Copy out the data below verbatim.

· · · ·

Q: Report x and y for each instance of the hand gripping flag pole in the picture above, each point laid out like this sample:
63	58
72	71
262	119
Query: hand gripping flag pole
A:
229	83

· · · ·

▶ [Response to this task]:
Q: Report x and y for each instance of the hand gripping flag pole in the picture above, each point laid out like this sample:
63	58
72	71
262	119
Query: hand gripping flag pole
A:
229	83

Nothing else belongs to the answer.